Salvadas las distancias, cuando en 2005 el gobierno de Rodríguez Zapatero promulgó la ley del matrimonio homosexual, sus promotores creyeron que los derechos LGTBI quedaban blindados definitivamente. Pero no, igual que con las reformas del Código Penal, las normas nuevas que se aprueban (“solo sí es sí”) para combatir las violencias sexuales y la violencia machista en particular no acaban con estas lacras ni ponen fin a los asesinatos de mujeres a un ritmo más o menos semanal.

El socialista libertario francés Pierre-Joseph Proudhon había escrito: “Démocratie, c’est démopédie”, es decir, “democracia es educación del pueblo”. Más cerca nuestro, Rafael Campalans sostenía que “política quiere decir pedagogía”. Aparentemente, ni el uno ni el otro han tenido muchos discípulos por aquí, donde los gobernantes parecen haberlo fiado todo a la tópica “tolerancia” de la mayoría de la gente. Y sí, es cierto que, viniendo de un nacionalcatolicismo asfixiante, la sociedad acogió con naturalidad, hasta con entusiasmo, novedades legales como el divorcio o aun el aborto, porque -excepto para una estrecha franja integrista- eran cambios que facilitaban la existencia cotidiana de las personas y eliminaban miedos y amenazas de las cuales, hasta entonces, habían sido víctimas amplias capas sociales populares, aquellas que no tenían acceso ni al Tribunal de la Rota ni a las clínicas de Londres.

--

__Tarea a realizar__. Según el fragmento, ¿quién sostenía que "política quiere decir pedagogía"? El material que sigue no guarda relación con el fragmento.

(Datos registrados)
--

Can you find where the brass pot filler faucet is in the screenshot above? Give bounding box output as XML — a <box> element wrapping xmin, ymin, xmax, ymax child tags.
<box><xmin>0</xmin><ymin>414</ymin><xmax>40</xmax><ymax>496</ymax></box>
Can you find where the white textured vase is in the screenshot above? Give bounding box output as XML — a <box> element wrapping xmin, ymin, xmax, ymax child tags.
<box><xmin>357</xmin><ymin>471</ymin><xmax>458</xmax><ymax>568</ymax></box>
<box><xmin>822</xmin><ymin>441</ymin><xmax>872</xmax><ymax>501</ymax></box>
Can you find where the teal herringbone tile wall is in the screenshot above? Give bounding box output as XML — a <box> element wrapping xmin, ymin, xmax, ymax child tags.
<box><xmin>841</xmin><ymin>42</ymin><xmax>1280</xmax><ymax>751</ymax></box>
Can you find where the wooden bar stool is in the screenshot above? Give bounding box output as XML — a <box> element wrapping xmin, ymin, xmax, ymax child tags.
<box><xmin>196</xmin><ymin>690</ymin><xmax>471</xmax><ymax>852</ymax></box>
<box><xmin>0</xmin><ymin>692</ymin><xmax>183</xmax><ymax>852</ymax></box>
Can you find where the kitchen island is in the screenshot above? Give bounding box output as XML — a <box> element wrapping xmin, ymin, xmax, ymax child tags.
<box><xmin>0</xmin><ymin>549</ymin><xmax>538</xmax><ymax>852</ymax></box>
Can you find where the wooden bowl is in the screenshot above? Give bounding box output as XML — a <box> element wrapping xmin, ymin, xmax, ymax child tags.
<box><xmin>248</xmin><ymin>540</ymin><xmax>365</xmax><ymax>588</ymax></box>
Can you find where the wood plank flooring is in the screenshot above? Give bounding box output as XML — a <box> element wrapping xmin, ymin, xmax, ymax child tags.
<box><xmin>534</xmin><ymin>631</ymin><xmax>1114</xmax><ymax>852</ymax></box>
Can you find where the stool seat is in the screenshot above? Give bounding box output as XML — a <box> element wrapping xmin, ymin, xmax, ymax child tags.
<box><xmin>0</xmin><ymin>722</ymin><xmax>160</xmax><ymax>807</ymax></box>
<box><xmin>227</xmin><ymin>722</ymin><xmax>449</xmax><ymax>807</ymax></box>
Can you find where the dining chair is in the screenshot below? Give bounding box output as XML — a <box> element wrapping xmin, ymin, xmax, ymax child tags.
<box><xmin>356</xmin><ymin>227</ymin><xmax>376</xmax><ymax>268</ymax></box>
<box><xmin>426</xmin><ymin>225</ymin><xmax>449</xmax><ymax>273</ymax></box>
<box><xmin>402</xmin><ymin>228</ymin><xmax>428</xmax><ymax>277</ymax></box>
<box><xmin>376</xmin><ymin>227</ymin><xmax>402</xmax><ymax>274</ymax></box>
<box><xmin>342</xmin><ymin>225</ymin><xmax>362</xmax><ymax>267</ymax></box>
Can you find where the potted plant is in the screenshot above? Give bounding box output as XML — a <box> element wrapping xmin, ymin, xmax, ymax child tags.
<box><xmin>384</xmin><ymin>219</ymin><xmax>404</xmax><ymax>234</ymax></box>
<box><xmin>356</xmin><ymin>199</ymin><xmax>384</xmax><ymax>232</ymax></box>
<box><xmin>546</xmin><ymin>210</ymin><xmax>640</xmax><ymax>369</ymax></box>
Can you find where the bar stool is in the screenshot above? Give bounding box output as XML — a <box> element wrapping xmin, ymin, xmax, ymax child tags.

--

__Solución del ejercicio__. Rafael Campalans.